▶ _About this task_
Find every line below with the string "white" and pick it out.
[Input records — start]
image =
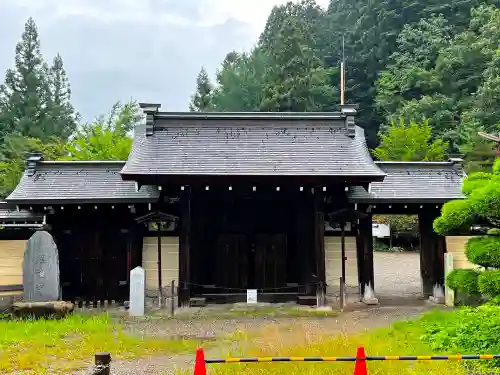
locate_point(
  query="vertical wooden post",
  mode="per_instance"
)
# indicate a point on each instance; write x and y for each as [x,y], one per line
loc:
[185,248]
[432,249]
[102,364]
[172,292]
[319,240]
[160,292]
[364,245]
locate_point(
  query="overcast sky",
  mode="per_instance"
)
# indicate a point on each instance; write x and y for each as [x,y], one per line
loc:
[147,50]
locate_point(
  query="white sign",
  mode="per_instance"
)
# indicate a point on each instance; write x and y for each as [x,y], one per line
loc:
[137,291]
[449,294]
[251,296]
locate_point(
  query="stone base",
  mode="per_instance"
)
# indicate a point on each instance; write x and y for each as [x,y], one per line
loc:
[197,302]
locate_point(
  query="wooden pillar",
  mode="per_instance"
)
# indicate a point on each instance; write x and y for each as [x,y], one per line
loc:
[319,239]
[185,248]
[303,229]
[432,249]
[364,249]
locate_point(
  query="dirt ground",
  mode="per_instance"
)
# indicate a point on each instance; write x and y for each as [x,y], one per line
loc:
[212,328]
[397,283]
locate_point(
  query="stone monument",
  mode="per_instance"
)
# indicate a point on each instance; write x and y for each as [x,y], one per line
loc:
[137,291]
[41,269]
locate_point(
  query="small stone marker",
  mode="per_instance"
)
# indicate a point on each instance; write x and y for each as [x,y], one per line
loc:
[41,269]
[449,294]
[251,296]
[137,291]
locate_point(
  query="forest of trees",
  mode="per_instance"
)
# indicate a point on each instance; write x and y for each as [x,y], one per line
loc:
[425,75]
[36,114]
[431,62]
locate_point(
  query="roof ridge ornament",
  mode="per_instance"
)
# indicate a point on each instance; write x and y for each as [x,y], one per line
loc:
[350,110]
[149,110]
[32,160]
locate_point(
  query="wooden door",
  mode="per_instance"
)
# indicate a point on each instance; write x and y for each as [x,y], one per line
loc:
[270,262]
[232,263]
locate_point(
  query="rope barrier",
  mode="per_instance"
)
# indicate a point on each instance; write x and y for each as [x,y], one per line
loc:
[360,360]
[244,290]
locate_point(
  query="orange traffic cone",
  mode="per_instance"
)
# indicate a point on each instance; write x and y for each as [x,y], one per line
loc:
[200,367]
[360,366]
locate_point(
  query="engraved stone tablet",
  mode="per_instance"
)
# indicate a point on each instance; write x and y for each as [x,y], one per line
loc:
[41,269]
[Input records — finish]
[Input records — start]
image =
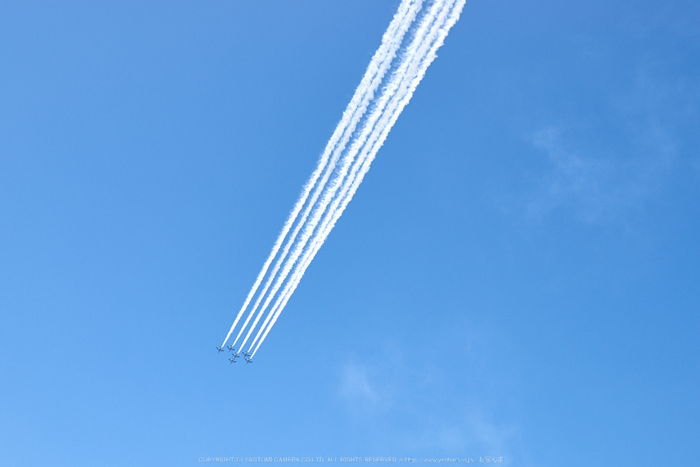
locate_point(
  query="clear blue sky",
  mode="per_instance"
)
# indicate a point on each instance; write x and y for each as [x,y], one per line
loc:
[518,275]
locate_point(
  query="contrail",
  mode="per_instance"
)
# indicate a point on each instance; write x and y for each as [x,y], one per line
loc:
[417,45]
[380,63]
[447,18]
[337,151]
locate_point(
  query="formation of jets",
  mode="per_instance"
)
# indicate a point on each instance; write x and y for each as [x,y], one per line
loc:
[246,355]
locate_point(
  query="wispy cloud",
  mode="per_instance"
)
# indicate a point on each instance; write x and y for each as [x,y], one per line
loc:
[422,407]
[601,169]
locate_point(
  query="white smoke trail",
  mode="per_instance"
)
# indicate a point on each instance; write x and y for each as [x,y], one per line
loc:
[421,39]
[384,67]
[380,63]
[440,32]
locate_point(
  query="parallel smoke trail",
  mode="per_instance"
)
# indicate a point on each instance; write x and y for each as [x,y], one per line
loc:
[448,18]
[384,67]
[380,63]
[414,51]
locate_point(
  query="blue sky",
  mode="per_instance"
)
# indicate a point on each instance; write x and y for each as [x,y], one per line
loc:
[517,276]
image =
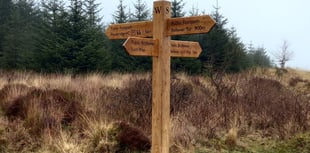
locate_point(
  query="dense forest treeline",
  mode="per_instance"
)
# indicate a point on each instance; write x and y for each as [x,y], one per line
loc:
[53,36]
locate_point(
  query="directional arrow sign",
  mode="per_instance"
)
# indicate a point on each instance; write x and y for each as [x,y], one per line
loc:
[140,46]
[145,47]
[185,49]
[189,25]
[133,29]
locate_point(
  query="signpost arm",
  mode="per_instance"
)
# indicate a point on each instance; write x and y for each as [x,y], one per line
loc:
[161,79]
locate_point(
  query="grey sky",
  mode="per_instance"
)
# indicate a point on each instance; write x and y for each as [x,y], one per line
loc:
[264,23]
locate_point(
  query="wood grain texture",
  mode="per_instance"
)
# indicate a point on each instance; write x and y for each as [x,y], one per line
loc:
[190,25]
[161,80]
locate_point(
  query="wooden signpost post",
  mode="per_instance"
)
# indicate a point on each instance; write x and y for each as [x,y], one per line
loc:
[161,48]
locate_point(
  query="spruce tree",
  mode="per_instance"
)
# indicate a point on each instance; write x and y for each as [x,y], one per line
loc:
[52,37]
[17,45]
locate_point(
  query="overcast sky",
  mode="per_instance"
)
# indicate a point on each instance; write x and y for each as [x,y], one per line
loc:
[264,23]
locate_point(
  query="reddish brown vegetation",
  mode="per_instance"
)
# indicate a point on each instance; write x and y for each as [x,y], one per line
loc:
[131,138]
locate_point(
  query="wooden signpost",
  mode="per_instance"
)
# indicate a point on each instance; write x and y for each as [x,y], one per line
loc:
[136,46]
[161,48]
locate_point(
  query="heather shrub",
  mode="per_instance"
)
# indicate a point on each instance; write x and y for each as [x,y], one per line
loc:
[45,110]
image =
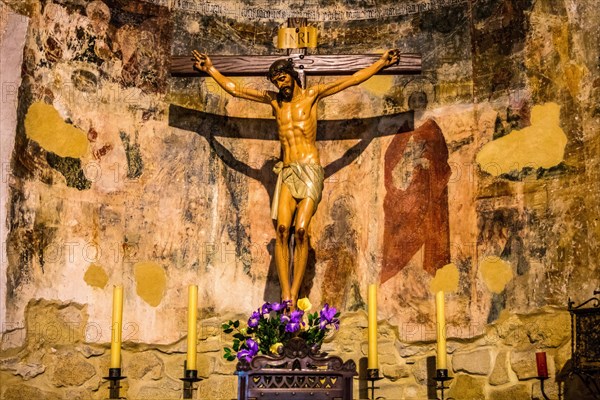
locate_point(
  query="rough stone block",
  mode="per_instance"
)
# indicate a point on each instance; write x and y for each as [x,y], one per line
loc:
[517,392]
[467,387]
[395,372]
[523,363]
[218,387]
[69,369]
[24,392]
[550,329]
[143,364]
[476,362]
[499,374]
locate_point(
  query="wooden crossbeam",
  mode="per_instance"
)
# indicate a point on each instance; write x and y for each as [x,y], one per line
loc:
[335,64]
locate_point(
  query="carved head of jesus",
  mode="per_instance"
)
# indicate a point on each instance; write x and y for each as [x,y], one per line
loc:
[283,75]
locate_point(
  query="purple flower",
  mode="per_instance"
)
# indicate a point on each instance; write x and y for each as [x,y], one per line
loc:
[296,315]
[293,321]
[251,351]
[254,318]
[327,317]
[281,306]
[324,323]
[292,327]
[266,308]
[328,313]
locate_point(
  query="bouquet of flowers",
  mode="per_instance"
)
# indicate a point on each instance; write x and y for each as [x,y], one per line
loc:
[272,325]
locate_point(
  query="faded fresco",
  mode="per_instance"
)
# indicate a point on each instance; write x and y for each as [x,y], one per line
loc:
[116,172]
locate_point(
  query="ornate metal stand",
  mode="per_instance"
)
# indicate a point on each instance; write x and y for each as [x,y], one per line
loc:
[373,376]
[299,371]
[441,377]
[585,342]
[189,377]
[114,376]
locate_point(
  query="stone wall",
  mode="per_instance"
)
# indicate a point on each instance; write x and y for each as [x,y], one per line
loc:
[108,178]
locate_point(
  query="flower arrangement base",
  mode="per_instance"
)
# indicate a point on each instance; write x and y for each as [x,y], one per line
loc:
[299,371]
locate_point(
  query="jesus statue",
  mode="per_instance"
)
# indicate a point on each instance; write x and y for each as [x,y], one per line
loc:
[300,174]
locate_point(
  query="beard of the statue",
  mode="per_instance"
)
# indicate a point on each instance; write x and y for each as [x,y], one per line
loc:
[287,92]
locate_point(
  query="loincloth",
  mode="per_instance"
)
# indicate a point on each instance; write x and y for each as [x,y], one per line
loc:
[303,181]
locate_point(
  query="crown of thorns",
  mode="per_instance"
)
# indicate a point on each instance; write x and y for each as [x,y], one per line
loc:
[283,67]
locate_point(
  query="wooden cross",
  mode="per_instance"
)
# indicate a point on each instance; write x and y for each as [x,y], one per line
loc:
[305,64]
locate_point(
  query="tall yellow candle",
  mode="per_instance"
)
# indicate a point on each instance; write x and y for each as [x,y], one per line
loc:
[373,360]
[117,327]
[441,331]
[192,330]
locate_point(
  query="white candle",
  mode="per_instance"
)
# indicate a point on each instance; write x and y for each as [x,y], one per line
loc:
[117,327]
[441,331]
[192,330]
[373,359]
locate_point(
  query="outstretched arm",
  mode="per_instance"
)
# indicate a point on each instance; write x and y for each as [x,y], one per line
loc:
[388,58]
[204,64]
[Input records — finish]
▶ _Answer space_
  query="white sign",
  query="white smoke trail",
  query="white candle",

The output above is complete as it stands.